◆ WORK TO COMPLETE: Would you print the material exactly, starting at its first line and ending at the line holding "point_to annotates the tree"?

◆ DATA SHOWN:
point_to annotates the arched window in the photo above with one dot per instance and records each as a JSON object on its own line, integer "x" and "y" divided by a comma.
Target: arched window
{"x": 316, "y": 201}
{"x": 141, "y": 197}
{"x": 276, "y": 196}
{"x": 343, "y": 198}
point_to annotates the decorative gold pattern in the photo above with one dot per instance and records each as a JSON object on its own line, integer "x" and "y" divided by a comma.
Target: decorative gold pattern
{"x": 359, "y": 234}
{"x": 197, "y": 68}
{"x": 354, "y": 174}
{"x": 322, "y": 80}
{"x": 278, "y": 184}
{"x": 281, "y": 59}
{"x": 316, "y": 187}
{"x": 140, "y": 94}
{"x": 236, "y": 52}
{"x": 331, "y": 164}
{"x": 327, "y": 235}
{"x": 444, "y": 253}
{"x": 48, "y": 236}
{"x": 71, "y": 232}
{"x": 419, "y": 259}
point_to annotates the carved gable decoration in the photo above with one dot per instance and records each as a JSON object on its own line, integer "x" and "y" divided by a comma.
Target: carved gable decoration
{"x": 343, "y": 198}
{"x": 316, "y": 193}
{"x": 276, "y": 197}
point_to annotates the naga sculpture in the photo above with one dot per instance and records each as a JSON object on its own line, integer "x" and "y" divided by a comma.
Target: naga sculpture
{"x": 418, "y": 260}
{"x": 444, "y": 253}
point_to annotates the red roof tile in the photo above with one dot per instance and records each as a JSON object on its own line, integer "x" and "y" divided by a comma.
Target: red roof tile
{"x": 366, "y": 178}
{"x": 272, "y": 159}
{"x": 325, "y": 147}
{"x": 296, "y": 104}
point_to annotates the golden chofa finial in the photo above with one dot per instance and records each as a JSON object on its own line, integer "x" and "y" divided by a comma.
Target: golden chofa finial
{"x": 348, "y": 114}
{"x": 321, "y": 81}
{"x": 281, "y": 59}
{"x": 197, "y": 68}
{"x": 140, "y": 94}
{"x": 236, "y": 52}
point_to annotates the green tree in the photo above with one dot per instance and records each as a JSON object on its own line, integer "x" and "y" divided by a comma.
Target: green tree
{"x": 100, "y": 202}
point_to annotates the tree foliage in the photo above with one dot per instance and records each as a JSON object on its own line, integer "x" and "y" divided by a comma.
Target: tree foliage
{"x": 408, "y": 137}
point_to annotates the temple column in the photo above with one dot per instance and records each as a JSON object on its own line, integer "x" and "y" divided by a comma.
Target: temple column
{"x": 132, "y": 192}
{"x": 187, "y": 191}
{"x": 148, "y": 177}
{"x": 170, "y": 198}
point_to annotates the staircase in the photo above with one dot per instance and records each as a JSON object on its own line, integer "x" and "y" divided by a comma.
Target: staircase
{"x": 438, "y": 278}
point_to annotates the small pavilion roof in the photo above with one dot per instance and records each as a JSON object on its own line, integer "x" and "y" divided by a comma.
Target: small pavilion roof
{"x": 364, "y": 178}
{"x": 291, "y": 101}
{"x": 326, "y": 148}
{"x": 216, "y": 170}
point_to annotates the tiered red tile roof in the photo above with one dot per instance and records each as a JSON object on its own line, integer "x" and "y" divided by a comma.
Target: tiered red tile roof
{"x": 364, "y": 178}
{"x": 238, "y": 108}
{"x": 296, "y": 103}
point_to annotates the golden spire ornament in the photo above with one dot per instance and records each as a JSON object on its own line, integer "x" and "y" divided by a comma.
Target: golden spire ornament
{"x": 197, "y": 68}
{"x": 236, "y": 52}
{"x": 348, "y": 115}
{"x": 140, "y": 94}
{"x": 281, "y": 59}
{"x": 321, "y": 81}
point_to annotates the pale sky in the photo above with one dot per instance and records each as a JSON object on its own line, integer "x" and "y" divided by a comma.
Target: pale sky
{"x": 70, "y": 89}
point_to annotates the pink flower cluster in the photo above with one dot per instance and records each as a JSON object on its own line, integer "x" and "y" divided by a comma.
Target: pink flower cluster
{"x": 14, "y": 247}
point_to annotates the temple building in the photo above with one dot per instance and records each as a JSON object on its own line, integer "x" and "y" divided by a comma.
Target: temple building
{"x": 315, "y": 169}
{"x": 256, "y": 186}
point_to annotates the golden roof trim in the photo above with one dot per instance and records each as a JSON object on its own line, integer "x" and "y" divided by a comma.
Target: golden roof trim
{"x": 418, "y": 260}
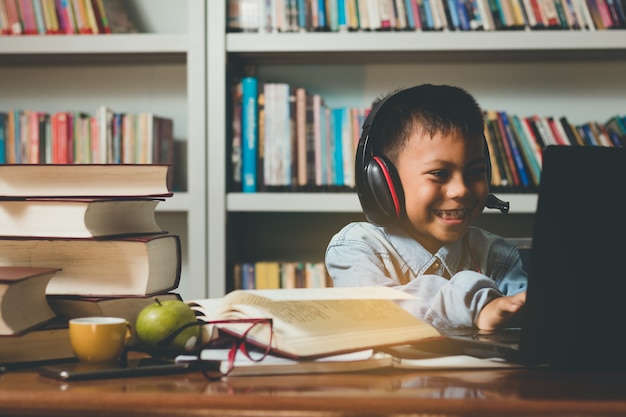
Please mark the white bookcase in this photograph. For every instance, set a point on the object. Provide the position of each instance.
(578, 74)
(162, 70)
(178, 67)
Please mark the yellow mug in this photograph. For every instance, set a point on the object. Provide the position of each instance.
(99, 339)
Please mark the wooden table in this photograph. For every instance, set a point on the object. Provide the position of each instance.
(442, 393)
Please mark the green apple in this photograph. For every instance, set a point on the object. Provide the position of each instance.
(157, 321)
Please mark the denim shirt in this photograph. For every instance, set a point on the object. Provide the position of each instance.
(481, 267)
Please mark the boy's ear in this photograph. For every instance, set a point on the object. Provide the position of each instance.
(381, 194)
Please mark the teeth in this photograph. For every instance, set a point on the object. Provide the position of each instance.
(452, 214)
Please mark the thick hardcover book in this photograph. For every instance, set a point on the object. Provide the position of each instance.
(138, 265)
(401, 357)
(249, 133)
(78, 218)
(309, 323)
(23, 302)
(83, 180)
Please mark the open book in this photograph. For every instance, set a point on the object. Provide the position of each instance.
(316, 322)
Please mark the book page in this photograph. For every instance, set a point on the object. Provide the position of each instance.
(320, 327)
(212, 308)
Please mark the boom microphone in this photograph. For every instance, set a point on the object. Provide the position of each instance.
(495, 203)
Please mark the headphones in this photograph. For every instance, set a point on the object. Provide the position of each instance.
(378, 184)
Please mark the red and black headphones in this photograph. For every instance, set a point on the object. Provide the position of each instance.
(378, 184)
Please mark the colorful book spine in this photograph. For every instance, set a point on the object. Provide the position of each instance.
(250, 133)
(515, 152)
(3, 153)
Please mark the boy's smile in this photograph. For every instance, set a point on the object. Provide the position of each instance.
(444, 178)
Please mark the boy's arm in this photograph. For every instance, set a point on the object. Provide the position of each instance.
(500, 310)
(441, 302)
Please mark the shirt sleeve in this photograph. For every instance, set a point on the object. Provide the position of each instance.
(446, 304)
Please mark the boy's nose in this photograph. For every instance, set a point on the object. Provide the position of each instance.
(457, 188)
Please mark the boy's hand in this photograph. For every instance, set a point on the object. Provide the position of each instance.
(498, 311)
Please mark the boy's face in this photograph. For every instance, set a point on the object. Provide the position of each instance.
(445, 186)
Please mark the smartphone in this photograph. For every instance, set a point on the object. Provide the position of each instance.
(79, 371)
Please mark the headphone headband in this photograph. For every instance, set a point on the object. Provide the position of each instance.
(378, 184)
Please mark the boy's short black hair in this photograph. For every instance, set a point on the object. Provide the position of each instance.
(430, 108)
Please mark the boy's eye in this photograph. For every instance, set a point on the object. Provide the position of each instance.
(440, 174)
(477, 172)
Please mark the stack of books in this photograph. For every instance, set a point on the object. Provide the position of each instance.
(94, 227)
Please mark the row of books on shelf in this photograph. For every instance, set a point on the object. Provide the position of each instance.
(69, 254)
(426, 15)
(279, 274)
(286, 139)
(72, 137)
(48, 17)
(516, 144)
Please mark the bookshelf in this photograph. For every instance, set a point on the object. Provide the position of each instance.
(161, 69)
(578, 74)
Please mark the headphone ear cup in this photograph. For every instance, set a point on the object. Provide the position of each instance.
(385, 190)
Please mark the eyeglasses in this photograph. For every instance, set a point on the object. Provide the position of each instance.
(251, 337)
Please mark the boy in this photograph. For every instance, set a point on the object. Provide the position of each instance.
(422, 177)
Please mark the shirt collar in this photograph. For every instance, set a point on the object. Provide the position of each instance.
(418, 258)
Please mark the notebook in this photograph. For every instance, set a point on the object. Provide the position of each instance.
(575, 312)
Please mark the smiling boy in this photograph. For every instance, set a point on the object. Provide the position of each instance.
(423, 177)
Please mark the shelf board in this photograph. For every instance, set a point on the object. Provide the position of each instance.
(403, 46)
(179, 202)
(336, 202)
(33, 49)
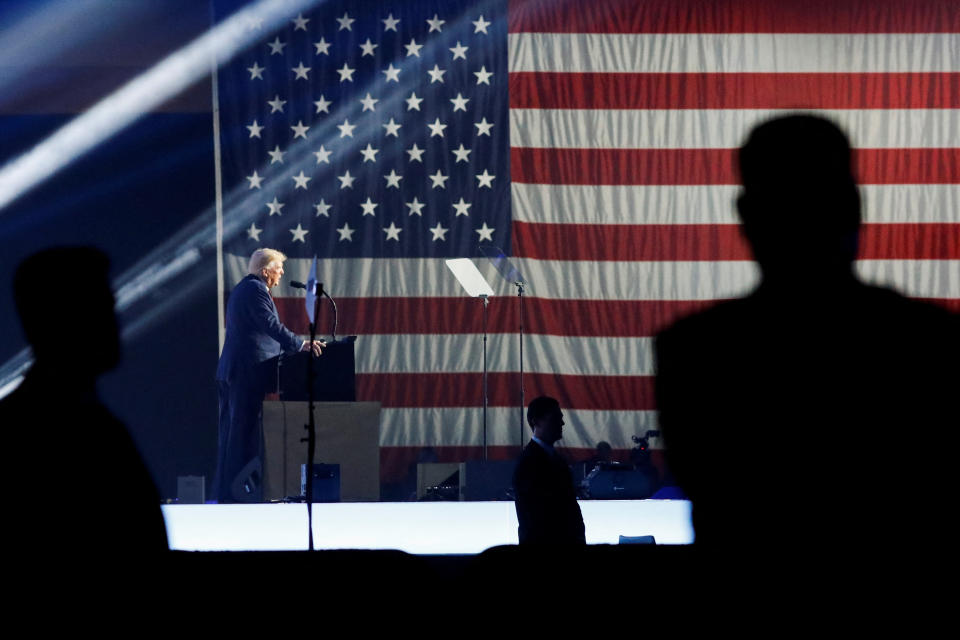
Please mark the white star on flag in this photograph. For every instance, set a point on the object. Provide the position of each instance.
(392, 128)
(300, 181)
(415, 153)
(459, 51)
(393, 179)
(300, 130)
(486, 180)
(439, 180)
(485, 232)
(323, 106)
(346, 129)
(346, 233)
(275, 207)
(299, 234)
(323, 209)
(439, 232)
(301, 71)
(367, 48)
(276, 104)
(459, 103)
(345, 22)
(300, 23)
(255, 180)
(346, 73)
(416, 207)
(256, 71)
(390, 24)
(436, 129)
(413, 102)
(323, 155)
(435, 24)
(413, 49)
(480, 26)
(392, 73)
(276, 155)
(369, 153)
(393, 232)
(436, 74)
(369, 103)
(346, 180)
(461, 153)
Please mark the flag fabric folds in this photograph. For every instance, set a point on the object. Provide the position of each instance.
(595, 143)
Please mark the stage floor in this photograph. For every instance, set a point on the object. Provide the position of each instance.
(413, 527)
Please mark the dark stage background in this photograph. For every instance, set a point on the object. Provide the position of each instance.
(127, 196)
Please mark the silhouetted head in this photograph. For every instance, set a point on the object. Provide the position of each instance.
(65, 305)
(800, 206)
(545, 418)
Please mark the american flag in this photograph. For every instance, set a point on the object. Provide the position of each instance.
(595, 143)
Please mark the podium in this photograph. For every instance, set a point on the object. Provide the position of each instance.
(348, 432)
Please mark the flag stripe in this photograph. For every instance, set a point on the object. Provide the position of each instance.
(389, 353)
(734, 90)
(710, 204)
(460, 426)
(720, 129)
(399, 319)
(907, 241)
(625, 393)
(601, 280)
(436, 317)
(713, 166)
(734, 53)
(783, 16)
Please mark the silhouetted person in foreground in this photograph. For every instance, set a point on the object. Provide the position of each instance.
(791, 415)
(546, 500)
(78, 484)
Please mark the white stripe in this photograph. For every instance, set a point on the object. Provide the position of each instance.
(721, 128)
(463, 353)
(463, 426)
(710, 204)
(582, 280)
(734, 52)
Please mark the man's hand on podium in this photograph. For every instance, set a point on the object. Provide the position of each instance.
(316, 346)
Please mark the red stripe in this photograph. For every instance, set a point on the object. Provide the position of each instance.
(610, 393)
(663, 242)
(736, 16)
(713, 166)
(399, 463)
(613, 318)
(547, 90)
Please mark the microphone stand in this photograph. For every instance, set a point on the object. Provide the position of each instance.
(311, 426)
(520, 284)
(486, 301)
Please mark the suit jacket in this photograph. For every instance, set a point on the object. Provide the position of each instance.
(546, 501)
(254, 332)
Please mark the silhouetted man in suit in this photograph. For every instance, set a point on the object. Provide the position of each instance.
(546, 500)
(791, 415)
(76, 480)
(254, 336)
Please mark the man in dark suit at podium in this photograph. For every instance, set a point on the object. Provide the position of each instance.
(254, 336)
(546, 501)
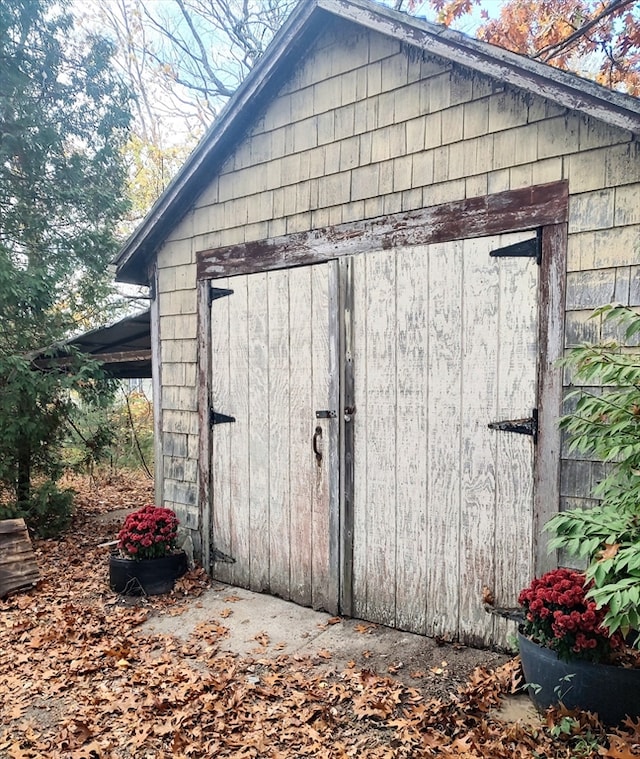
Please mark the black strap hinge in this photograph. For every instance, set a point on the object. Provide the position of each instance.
(217, 555)
(527, 426)
(216, 418)
(531, 248)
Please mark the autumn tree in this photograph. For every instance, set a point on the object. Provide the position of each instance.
(183, 59)
(63, 119)
(596, 39)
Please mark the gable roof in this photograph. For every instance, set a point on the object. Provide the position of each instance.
(293, 39)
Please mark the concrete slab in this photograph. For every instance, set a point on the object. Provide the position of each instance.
(261, 626)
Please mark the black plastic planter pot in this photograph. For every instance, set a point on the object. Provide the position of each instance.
(612, 692)
(146, 577)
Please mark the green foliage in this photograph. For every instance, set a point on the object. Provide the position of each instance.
(47, 511)
(63, 119)
(606, 424)
(117, 433)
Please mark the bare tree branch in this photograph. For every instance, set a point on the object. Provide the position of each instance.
(551, 51)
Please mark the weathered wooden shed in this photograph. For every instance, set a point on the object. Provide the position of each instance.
(361, 277)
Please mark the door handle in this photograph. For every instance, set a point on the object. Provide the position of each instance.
(317, 436)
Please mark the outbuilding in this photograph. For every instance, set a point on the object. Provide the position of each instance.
(362, 279)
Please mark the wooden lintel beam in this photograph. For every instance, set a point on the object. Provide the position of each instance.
(526, 208)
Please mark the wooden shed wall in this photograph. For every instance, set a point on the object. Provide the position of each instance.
(365, 127)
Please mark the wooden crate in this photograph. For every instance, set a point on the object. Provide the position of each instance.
(18, 567)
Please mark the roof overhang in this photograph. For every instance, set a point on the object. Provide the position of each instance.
(275, 67)
(123, 349)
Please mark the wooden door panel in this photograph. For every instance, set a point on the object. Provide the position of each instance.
(271, 371)
(445, 342)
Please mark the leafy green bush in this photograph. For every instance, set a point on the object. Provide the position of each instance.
(606, 425)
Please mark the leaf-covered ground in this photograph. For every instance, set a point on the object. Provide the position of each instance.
(78, 678)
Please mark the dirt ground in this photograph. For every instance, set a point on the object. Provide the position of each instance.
(211, 670)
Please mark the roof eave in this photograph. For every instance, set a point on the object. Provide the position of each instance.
(559, 86)
(134, 256)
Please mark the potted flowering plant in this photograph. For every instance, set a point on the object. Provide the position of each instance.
(568, 654)
(147, 562)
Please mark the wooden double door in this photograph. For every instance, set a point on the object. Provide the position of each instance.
(360, 473)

◆ ANSWER BOX:
point_to annotates the arched window in the photo above with one dot per instance and records each as a JSON object on its own line, integer "x" and "y" divided by a comma.
Target: arched window
{"x": 316, "y": 201}
{"x": 141, "y": 197}
{"x": 276, "y": 196}
{"x": 343, "y": 198}
point_to annotates the decorative gold pattern in the photo above with one dot per instance and records each as a JSON object on its own line, integer "x" and "y" divided by a comma.
Target: decorative gold pattern
{"x": 359, "y": 234}
{"x": 197, "y": 68}
{"x": 354, "y": 174}
{"x": 322, "y": 80}
{"x": 278, "y": 184}
{"x": 281, "y": 59}
{"x": 316, "y": 187}
{"x": 140, "y": 94}
{"x": 236, "y": 52}
{"x": 331, "y": 164}
{"x": 327, "y": 235}
{"x": 444, "y": 253}
{"x": 48, "y": 236}
{"x": 71, "y": 232}
{"x": 419, "y": 259}
point_to annotates the carved gable decoration in the photo above with one dot per instance and records each as a JSON object on its own line, integer "x" and "y" divided by a comma.
Target: carved gable decoration
{"x": 343, "y": 198}
{"x": 316, "y": 193}
{"x": 276, "y": 197}
point_to annotates the naga sculpture in the photo above with one dot per instance and records each as a JSON object on its own line, integer "x" and "y" divided by a comma.
Target: naga sculpture
{"x": 418, "y": 260}
{"x": 444, "y": 253}
point_to annotates the red roof tile in the photo above with one dot per instance and records each as a JSON object on its own line, integer "x" and "y" divided by a comma.
Target: red roof tile
{"x": 366, "y": 178}
{"x": 272, "y": 159}
{"x": 325, "y": 147}
{"x": 296, "y": 104}
point_to annotates the golden chofa finial in the photo above with one dot per instance and records each as a JSON object on its own line, integer "x" and "y" divided by a comma.
Target: golden chofa finial
{"x": 348, "y": 114}
{"x": 321, "y": 81}
{"x": 281, "y": 59}
{"x": 197, "y": 68}
{"x": 140, "y": 94}
{"x": 236, "y": 52}
point_to annotates the green tree in the photo above with one dot per instance and records each as a JSON object on its own line, integer "x" and "y" divided by a comma.
Target: green tree
{"x": 100, "y": 202}
point_to annotates the tree foliage in the photo above with one dot per instance and records each as a JSON object on its own line, integer "x" and "y" divided by a comma.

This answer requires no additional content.